**Task objective:** Once you find the line with "the red sand" in the listing below, please repeat it and every later line exactly, through the last one, without pictures.

+++ Records

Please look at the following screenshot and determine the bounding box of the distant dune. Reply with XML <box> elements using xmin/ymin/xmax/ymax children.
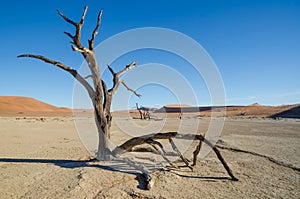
<box><xmin>163</xmin><ymin>104</ymin><xmax>191</xmax><ymax>108</ymax></box>
<box><xmin>270</xmin><ymin>105</ymin><xmax>300</xmax><ymax>119</ymax></box>
<box><xmin>0</xmin><ymin>96</ymin><xmax>71</xmax><ymax>116</ymax></box>
<box><xmin>220</xmin><ymin>105</ymin><xmax>300</xmax><ymax>117</ymax></box>
<box><xmin>248</xmin><ymin>102</ymin><xmax>262</xmax><ymax>106</ymax></box>
<box><xmin>115</xmin><ymin>104</ymin><xmax>300</xmax><ymax>119</ymax></box>
<box><xmin>1</xmin><ymin>96</ymin><xmax>299</xmax><ymax>118</ymax></box>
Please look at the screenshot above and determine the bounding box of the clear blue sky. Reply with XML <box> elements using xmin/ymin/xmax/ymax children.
<box><xmin>1</xmin><ymin>0</ymin><xmax>299</xmax><ymax>109</ymax></box>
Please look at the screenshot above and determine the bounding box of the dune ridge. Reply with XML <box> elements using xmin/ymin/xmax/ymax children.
<box><xmin>0</xmin><ymin>96</ymin><xmax>71</xmax><ymax>116</ymax></box>
<box><xmin>1</xmin><ymin>96</ymin><xmax>299</xmax><ymax>118</ymax></box>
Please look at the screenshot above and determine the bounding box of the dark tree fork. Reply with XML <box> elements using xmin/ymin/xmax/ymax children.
<box><xmin>18</xmin><ymin>6</ymin><xmax>238</xmax><ymax>190</ymax></box>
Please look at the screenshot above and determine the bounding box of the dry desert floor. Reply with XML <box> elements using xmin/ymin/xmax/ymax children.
<box><xmin>0</xmin><ymin>115</ymin><xmax>299</xmax><ymax>198</ymax></box>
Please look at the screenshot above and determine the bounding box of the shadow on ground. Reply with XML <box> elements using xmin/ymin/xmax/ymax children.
<box><xmin>269</xmin><ymin>105</ymin><xmax>300</xmax><ymax>119</ymax></box>
<box><xmin>0</xmin><ymin>157</ymin><xmax>231</xmax><ymax>189</ymax></box>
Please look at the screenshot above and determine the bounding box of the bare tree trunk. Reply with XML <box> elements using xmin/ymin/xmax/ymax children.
<box><xmin>93</xmin><ymin>107</ymin><xmax>109</xmax><ymax>160</ymax></box>
<box><xmin>97</xmin><ymin>126</ymin><xmax>110</xmax><ymax>160</ymax></box>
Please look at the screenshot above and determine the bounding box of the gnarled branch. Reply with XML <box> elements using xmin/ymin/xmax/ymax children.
<box><xmin>89</xmin><ymin>9</ymin><xmax>103</xmax><ymax>50</ymax></box>
<box><xmin>17</xmin><ymin>54</ymin><xmax>95</xmax><ymax>100</ymax></box>
<box><xmin>117</xmin><ymin>61</ymin><xmax>137</xmax><ymax>77</ymax></box>
<box><xmin>101</xmin><ymin>79</ymin><xmax>110</xmax><ymax>111</ymax></box>
<box><xmin>56</xmin><ymin>9</ymin><xmax>77</xmax><ymax>26</ymax></box>
<box><xmin>168</xmin><ymin>138</ymin><xmax>192</xmax><ymax>170</ymax></box>
<box><xmin>71</xmin><ymin>45</ymin><xmax>86</xmax><ymax>53</ymax></box>
<box><xmin>112</xmin><ymin>132</ymin><xmax>238</xmax><ymax>181</ymax></box>
<box><xmin>56</xmin><ymin>6</ymin><xmax>105</xmax><ymax>119</ymax></box>
<box><xmin>120</xmin><ymin>80</ymin><xmax>142</xmax><ymax>98</ymax></box>
<box><xmin>84</xmin><ymin>75</ymin><xmax>93</xmax><ymax>79</ymax></box>
<box><xmin>106</xmin><ymin>64</ymin><xmax>141</xmax><ymax>98</ymax></box>
<box><xmin>107</xmin><ymin>64</ymin><xmax>116</xmax><ymax>75</ymax></box>
<box><xmin>57</xmin><ymin>6</ymin><xmax>88</xmax><ymax>51</ymax></box>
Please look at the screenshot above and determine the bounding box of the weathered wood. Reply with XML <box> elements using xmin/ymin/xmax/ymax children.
<box><xmin>168</xmin><ymin>138</ymin><xmax>192</xmax><ymax>170</ymax></box>
<box><xmin>120</xmin><ymin>80</ymin><xmax>141</xmax><ymax>98</ymax></box>
<box><xmin>145</xmin><ymin>139</ymin><xmax>175</xmax><ymax>167</ymax></box>
<box><xmin>192</xmin><ymin>140</ymin><xmax>203</xmax><ymax>166</ymax></box>
<box><xmin>17</xmin><ymin>54</ymin><xmax>95</xmax><ymax>100</ymax></box>
<box><xmin>89</xmin><ymin>10</ymin><xmax>103</xmax><ymax>50</ymax></box>
<box><xmin>112</xmin><ymin>132</ymin><xmax>238</xmax><ymax>181</ymax></box>
<box><xmin>18</xmin><ymin>6</ymin><xmax>140</xmax><ymax>161</ymax></box>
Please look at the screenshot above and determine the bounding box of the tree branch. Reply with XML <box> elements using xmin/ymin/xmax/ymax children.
<box><xmin>89</xmin><ymin>9</ymin><xmax>103</xmax><ymax>50</ymax></box>
<box><xmin>56</xmin><ymin>7</ymin><xmax>103</xmax><ymax>114</ymax></box>
<box><xmin>112</xmin><ymin>132</ymin><xmax>238</xmax><ymax>181</ymax></box>
<box><xmin>106</xmin><ymin>65</ymin><xmax>121</xmax><ymax>96</ymax></box>
<box><xmin>168</xmin><ymin>138</ymin><xmax>192</xmax><ymax>170</ymax></box>
<box><xmin>57</xmin><ymin>6</ymin><xmax>89</xmax><ymax>52</ymax></box>
<box><xmin>116</xmin><ymin>61</ymin><xmax>137</xmax><ymax>77</ymax></box>
<box><xmin>56</xmin><ymin>9</ymin><xmax>77</xmax><ymax>26</ymax></box>
<box><xmin>64</xmin><ymin>32</ymin><xmax>74</xmax><ymax>40</ymax></box>
<box><xmin>101</xmin><ymin>79</ymin><xmax>109</xmax><ymax>111</ymax></box>
<box><xmin>145</xmin><ymin>139</ymin><xmax>175</xmax><ymax>167</ymax></box>
<box><xmin>79</xmin><ymin>6</ymin><xmax>88</xmax><ymax>25</ymax></box>
<box><xmin>105</xmin><ymin>63</ymin><xmax>140</xmax><ymax>97</ymax></box>
<box><xmin>101</xmin><ymin>80</ymin><xmax>108</xmax><ymax>95</ymax></box>
<box><xmin>107</xmin><ymin>64</ymin><xmax>116</xmax><ymax>75</ymax></box>
<box><xmin>120</xmin><ymin>80</ymin><xmax>142</xmax><ymax>98</ymax></box>
<box><xmin>84</xmin><ymin>75</ymin><xmax>93</xmax><ymax>79</ymax></box>
<box><xmin>17</xmin><ymin>54</ymin><xmax>95</xmax><ymax>100</ymax></box>
<box><xmin>71</xmin><ymin>45</ymin><xmax>86</xmax><ymax>53</ymax></box>
<box><xmin>192</xmin><ymin>140</ymin><xmax>203</xmax><ymax>166</ymax></box>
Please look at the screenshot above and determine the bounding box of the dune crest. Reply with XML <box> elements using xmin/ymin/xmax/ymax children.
<box><xmin>0</xmin><ymin>96</ymin><xmax>71</xmax><ymax>116</ymax></box>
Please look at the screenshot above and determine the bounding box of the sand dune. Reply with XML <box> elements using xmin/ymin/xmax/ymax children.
<box><xmin>1</xmin><ymin>96</ymin><xmax>299</xmax><ymax>119</ymax></box>
<box><xmin>0</xmin><ymin>96</ymin><xmax>71</xmax><ymax>116</ymax></box>
<box><xmin>115</xmin><ymin>104</ymin><xmax>300</xmax><ymax>118</ymax></box>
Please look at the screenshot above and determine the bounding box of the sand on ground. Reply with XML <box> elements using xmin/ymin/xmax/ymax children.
<box><xmin>0</xmin><ymin>115</ymin><xmax>299</xmax><ymax>198</ymax></box>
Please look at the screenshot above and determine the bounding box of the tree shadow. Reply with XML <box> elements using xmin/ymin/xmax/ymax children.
<box><xmin>0</xmin><ymin>157</ymin><xmax>150</xmax><ymax>189</ymax></box>
<box><xmin>0</xmin><ymin>157</ymin><xmax>232</xmax><ymax>189</ymax></box>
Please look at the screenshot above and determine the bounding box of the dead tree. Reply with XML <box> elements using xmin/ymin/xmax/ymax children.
<box><xmin>136</xmin><ymin>103</ymin><xmax>150</xmax><ymax>120</ymax></box>
<box><xmin>18</xmin><ymin>6</ymin><xmax>141</xmax><ymax>160</ymax></box>
<box><xmin>136</xmin><ymin>103</ymin><xmax>145</xmax><ymax>119</ymax></box>
<box><xmin>18</xmin><ymin>6</ymin><xmax>238</xmax><ymax>189</ymax></box>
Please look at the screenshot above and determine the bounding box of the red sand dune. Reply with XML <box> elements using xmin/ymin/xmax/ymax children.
<box><xmin>1</xmin><ymin>96</ymin><xmax>299</xmax><ymax>118</ymax></box>
<box><xmin>0</xmin><ymin>96</ymin><xmax>71</xmax><ymax>116</ymax></box>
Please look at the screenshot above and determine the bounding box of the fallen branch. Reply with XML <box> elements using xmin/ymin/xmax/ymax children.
<box><xmin>112</xmin><ymin>132</ymin><xmax>239</xmax><ymax>183</ymax></box>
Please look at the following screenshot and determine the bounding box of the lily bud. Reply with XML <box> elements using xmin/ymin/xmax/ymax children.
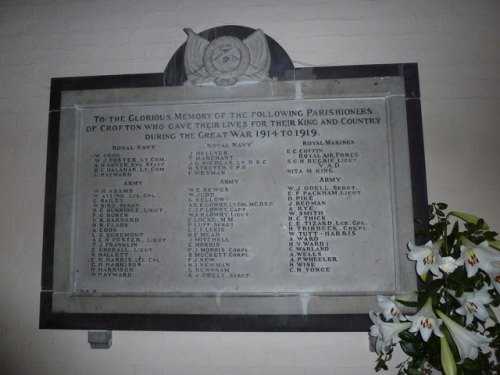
<box><xmin>440</xmin><ymin>335</ymin><xmax>457</xmax><ymax>375</ymax></box>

++++++

**Your response:**
Please look at the screenshot above and determine the bounding box of the red sand dune. Reply with XML <box> elements using xmin/ymin/xmax/ymax children.
<box><xmin>1</xmin><ymin>96</ymin><xmax>299</xmax><ymax>118</ymax></box>
<box><xmin>0</xmin><ymin>96</ymin><xmax>71</xmax><ymax>116</ymax></box>
Please look at the screenshot above and determine the bounding box of the fallen branch. Reply with XML <box> elements using xmin/ymin/xmax/ymax children.
<box><xmin>112</xmin><ymin>132</ymin><xmax>239</xmax><ymax>183</ymax></box>
Please look at the following screenshot and determine the bounding box of the lily bud. Reply with XML <box> elements using xmin/ymin/xmax/ymax children.
<box><xmin>440</xmin><ymin>335</ymin><xmax>457</xmax><ymax>375</ymax></box>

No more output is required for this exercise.